### Your assignment
Your output should contain every record, unchanged.

### Extracted records
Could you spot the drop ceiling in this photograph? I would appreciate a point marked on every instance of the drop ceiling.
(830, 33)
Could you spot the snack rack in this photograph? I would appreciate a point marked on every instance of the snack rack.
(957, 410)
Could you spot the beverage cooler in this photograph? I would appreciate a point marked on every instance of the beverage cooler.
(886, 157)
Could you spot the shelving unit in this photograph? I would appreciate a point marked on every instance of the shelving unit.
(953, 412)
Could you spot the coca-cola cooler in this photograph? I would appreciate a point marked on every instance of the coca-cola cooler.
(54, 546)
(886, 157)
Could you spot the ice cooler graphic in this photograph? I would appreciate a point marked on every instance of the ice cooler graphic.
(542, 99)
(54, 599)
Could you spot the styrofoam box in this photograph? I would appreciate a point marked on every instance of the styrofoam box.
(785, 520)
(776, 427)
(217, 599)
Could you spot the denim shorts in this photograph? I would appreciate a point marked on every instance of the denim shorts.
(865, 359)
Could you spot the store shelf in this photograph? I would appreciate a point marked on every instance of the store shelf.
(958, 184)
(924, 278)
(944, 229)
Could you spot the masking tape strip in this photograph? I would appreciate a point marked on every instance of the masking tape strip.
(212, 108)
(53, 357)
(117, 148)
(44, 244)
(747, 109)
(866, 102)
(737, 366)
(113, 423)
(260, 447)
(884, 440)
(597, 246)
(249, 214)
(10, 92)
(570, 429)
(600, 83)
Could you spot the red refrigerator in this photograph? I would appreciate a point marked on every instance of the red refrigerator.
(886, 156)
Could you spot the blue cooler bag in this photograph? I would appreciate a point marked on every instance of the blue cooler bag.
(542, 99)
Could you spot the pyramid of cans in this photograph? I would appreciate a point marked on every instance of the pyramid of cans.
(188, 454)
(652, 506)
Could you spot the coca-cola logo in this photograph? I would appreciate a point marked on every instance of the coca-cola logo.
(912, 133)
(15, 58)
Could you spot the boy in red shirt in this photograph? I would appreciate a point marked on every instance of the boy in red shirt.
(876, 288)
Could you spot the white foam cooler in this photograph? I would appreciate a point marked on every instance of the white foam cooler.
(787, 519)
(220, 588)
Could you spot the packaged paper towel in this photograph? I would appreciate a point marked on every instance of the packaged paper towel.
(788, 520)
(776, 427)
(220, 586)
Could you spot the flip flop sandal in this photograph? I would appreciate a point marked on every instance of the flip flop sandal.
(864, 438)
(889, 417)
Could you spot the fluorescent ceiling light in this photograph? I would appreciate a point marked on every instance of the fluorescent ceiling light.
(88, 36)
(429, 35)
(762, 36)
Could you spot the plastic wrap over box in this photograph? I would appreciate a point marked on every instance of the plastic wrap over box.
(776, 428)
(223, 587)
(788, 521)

### Result for this exercise
Could you spot the drop ceiling in this photograph? I would appreciate a point marked on every instance of the drop ceiling.
(830, 33)
Could you spot the snack rack in this photograph? I would appreciate a point marked on every instance of the snack rack.
(957, 410)
Could you spot the beverage cooler in this photograph? I would appreciate a point marked on every instance of the beverage cooler.
(886, 157)
Could you spot the shelving unit in this photograph? I would appreciate a point marked on every instance of the shelving unit.
(953, 412)
Could you spot the coca-cola cooler in this photograph? I would appreciate a point marked on every instance of the coca-cola cooler.
(54, 546)
(886, 157)
Could you spot the ice cooler graphic in this photograph? I would appreciate a point marked on every instance of the ice cooler graphic.
(542, 99)
(54, 599)
Could you spot the styrofoam box in this photograph? I would appreciate a point marked on every instance of the styrofoam box.
(785, 520)
(776, 427)
(217, 599)
Could you spot the denim shorts in this photograph? I would appreciate a point marked on every instance of the denim shorts.
(865, 359)
Could you spot the store shelf in this photograph? I would appreciate a point marked on every instance of the store shelf.
(958, 184)
(924, 278)
(944, 229)
Could you spot the masking tape strip in this photograph? I would appreciate a point marked on every instance of the masking tape strip.
(212, 108)
(53, 357)
(117, 148)
(44, 244)
(747, 109)
(866, 102)
(737, 366)
(113, 423)
(260, 447)
(884, 440)
(597, 246)
(249, 214)
(10, 92)
(570, 429)
(600, 83)
Could you spot the red refrigerator in this photograph? I would appreciate a point marked on every instance of the red refrigerator.
(886, 156)
Could you spot the blue cooler bag in this photograph? I would appreciate a point marked on every instance of the blue cooler bag.
(542, 99)
Could you spot the pyramid of cans in this photograph? I would appreciate a point marked on every instance of the pyramid of cans.
(188, 454)
(652, 506)
Could you spot the coca-cola logo in this photograph? I would appreciate a point marked on every instance of the coca-cola logo.
(912, 133)
(15, 58)
Could you spot the boy in red shirt in this photograph? I would appreciate a point marked on every instance of the boy in red shirt.
(876, 288)
Could you spot the white foam cooler in this photograph? I would appreciate a point marked on every instance of the white foam cooler.
(787, 519)
(220, 588)
Could you spot the packaged paper towel in this photograph? I would appreciate a point marked on every instance of the packaged paper towel.
(788, 520)
(776, 427)
(220, 586)
Could you spot the flip flop sandal in this photograph? I would appreciate a point marked on every instance of the flip flop sandal.
(864, 438)
(889, 417)
Could you spot the fluorescent ceiling light in this photograph? I would appreciate a point marked on every instance of the fluorescent ceiling light.
(88, 36)
(429, 35)
(762, 36)
Could you spot the plastic wrap over box in this photograph? I would appreciate a point marked on every instance of the plastic wrap over box.
(776, 428)
(223, 587)
(788, 521)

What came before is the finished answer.